▶ _Extracted entries_
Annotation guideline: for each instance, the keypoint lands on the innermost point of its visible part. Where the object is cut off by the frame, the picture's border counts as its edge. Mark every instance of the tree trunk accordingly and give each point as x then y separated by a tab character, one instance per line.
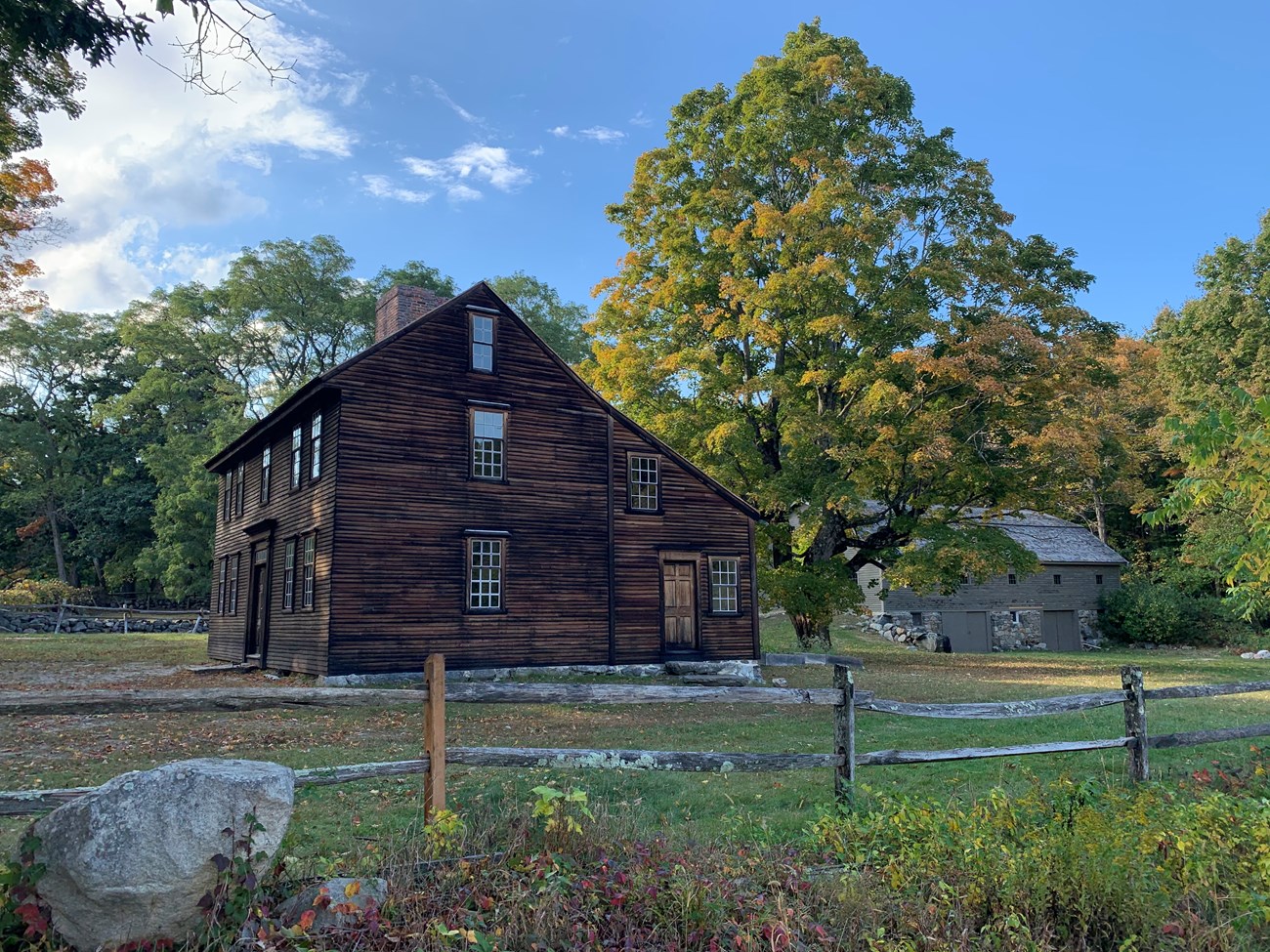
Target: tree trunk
51	512
811	634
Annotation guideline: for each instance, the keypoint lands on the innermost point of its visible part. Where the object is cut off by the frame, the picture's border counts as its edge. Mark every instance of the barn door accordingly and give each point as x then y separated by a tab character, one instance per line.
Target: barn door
680	605
1061	631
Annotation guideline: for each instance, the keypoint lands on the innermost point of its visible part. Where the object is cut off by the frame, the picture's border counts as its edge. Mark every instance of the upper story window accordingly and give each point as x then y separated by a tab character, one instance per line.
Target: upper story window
643	483
288	576
310	566
483	343
316	447
266	473
487	443
724	585
486	574
239	487
297	436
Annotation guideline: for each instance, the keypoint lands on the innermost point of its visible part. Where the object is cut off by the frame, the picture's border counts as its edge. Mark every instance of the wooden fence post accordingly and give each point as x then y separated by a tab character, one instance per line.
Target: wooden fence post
845	734
435	736
1135	722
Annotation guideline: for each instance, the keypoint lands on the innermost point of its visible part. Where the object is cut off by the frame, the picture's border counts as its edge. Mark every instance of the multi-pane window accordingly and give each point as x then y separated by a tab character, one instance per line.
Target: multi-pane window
487	444
483	343
266	470
486	574
724	585
310	562
288	576
642	483
233	571
316	447
297	436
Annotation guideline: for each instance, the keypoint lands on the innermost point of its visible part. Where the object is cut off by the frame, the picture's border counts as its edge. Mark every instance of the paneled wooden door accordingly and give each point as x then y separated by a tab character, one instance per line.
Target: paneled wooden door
258	607
680	605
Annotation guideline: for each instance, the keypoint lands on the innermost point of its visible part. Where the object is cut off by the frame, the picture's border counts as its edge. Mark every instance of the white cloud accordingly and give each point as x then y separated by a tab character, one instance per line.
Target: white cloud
602	134
458	110
382	186
596	134
473	163
150	156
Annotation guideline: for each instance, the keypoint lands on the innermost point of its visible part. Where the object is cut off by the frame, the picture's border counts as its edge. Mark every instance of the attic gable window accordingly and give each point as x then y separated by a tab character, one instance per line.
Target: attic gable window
297	436
643	483
482	343
316	447
266	471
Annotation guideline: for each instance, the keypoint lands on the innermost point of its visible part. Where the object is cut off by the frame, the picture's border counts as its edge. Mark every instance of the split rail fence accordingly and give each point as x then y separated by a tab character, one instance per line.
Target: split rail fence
842	698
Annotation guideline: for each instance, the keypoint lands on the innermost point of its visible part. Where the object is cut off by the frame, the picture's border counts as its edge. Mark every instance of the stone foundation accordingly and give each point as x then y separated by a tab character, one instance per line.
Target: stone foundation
1007	633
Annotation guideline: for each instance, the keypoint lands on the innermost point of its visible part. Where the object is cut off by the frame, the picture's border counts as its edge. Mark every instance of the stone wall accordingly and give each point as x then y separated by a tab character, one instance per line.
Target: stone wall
18	620
1017	630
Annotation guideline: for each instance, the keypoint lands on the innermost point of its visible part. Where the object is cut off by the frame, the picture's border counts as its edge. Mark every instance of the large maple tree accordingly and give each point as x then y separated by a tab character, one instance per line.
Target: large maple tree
825	308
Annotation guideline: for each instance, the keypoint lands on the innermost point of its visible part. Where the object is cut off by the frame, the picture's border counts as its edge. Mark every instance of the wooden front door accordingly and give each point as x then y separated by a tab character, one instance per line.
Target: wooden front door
680	605
258	607
1062	631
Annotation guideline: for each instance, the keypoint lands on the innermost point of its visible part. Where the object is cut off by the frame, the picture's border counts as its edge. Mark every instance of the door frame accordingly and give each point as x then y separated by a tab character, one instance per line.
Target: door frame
259	557
676	557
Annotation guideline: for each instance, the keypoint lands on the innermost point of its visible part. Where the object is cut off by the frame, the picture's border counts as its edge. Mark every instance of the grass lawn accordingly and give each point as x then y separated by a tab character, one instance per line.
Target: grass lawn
360	817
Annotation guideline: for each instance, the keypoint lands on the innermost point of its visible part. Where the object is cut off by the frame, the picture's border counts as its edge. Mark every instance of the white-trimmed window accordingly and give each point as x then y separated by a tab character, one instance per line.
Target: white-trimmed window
310	566
316	447
288	576
725	585
483	343
643	483
484	574
266	473
489	430
297	438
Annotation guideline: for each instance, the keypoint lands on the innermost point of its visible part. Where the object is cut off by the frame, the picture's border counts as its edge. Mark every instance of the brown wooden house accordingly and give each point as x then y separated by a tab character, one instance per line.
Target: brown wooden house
457	487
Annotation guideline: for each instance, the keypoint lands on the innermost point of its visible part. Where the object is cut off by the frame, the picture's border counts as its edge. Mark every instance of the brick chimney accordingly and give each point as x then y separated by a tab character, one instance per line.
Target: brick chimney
401	305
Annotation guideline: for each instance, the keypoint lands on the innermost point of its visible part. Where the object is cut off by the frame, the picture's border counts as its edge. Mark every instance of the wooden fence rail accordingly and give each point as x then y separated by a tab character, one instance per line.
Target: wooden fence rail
842	697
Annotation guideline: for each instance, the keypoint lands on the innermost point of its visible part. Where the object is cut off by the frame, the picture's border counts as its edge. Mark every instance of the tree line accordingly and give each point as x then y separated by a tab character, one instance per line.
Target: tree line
106	420
824	306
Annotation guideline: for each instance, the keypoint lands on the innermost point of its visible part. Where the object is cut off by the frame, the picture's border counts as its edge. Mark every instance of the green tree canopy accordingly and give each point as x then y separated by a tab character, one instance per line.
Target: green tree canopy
558	322
824	306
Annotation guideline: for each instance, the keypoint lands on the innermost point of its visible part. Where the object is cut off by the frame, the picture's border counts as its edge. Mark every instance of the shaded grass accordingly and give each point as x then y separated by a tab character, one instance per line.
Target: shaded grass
352	820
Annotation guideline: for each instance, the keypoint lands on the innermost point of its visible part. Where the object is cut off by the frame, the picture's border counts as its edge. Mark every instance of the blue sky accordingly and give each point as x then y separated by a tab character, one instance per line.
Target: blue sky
487	138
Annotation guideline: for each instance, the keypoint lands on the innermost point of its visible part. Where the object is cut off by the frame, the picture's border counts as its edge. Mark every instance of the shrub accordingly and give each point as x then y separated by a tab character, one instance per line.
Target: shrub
1163	614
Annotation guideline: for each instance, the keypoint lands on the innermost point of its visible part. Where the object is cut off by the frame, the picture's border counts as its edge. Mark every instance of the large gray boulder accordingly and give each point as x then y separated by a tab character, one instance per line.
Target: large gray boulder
132	859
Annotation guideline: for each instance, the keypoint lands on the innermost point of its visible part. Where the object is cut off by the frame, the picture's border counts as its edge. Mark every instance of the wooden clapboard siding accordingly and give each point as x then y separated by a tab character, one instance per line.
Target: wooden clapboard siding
405	500
296	640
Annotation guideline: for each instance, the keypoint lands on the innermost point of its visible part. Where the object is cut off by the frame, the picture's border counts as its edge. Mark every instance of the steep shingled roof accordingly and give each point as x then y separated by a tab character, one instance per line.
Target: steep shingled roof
1055	540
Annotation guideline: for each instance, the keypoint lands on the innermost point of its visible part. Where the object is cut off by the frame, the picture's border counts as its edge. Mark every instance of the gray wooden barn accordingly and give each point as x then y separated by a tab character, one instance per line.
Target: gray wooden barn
1057	607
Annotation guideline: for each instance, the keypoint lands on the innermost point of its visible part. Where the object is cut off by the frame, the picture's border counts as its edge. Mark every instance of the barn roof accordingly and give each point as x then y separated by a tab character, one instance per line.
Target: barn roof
1054	540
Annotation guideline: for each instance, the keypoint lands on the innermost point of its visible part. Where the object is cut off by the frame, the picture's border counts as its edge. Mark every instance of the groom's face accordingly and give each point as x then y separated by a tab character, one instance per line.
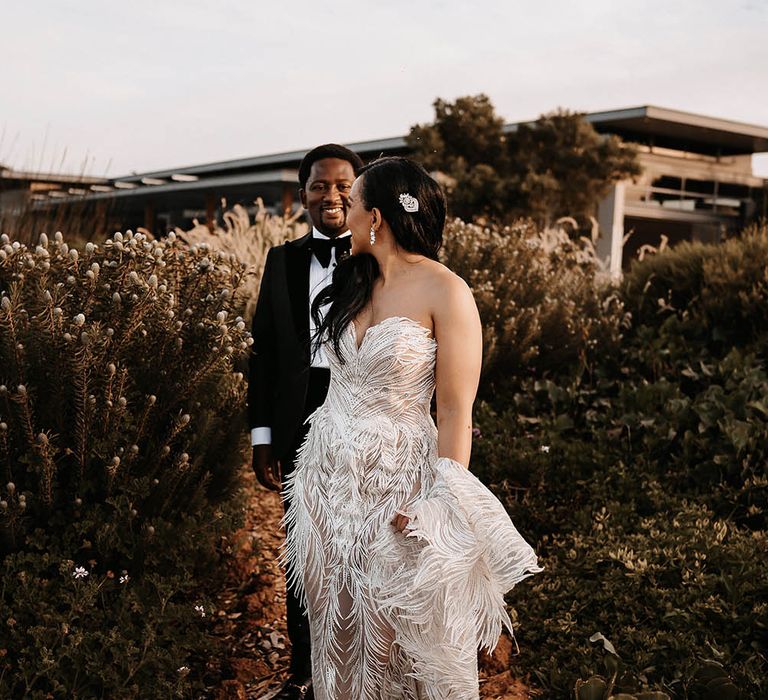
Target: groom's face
326	195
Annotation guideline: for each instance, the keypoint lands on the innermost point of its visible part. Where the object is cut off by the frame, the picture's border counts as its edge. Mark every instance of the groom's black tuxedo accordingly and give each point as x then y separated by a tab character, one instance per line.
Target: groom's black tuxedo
280	358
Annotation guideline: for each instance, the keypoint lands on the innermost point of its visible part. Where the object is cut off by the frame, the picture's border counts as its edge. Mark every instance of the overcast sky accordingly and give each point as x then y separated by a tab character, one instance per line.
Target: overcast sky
114	87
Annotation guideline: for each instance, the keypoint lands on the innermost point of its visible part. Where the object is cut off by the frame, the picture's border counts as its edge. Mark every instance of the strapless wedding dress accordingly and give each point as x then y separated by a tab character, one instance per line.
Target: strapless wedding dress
394	616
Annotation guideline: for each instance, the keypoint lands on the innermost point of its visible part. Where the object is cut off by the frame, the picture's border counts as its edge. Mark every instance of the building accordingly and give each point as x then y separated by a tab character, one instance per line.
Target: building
697	184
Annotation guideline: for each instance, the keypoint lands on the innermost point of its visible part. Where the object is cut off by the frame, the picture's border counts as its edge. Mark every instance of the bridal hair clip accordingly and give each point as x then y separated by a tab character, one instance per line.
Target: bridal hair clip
410	204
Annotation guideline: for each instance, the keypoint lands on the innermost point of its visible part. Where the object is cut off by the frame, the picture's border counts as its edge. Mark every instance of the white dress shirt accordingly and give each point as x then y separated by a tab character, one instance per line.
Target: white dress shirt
319	277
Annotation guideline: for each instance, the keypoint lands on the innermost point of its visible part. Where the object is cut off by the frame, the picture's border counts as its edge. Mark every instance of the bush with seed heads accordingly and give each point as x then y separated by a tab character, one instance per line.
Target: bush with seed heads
120	443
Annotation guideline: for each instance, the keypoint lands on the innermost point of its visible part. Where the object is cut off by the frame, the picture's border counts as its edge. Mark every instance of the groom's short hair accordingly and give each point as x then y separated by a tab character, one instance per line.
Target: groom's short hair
327	150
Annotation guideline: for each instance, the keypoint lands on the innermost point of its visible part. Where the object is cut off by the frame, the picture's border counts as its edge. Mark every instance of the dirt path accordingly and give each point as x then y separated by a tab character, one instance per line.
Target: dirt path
250	618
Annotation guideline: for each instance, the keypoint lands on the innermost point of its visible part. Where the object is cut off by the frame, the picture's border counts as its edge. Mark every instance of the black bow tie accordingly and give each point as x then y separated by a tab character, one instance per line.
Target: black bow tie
321	247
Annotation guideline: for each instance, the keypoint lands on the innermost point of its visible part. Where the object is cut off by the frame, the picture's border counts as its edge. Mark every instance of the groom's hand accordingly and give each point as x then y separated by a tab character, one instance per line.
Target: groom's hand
266	468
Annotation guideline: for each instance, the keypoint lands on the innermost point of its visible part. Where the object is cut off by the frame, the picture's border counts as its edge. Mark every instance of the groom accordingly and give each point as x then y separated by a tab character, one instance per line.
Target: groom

▶ _Challenge_
Return the lines above, from the one containing "of the black" to the end, exactly as they stand.

▶ _The completed task_
Annotation guideline: for each instance, the keypoint lands on the innermost point of its visible part. Where the object is cut off by the frame, the picture's border counts as its edge. Mark every instance of the black bow tie accordingly and give each point as x then y separated by a tab character, one instance per line.
Target: black bow tie
321	247
Annotation guideline: for each instance, the keypoint lands on the innermost point of its visible part. Where the object is cut off by the frame, the picture's border counts as its edge. Mark every instance of the groom's hand accordingly and give each point as x then y separated by a tab character, one instance per line.
Target: groom's hand
266	468
Annotation guideline: for each instance, the keypoint lands on the innermost point of its visible part. Where the object is cut off by the frame, the picture's border counts as its edge. Mark every instance of the groom accordingly and give each point as x then y separated by a tab character, one instance per line.
Target: groom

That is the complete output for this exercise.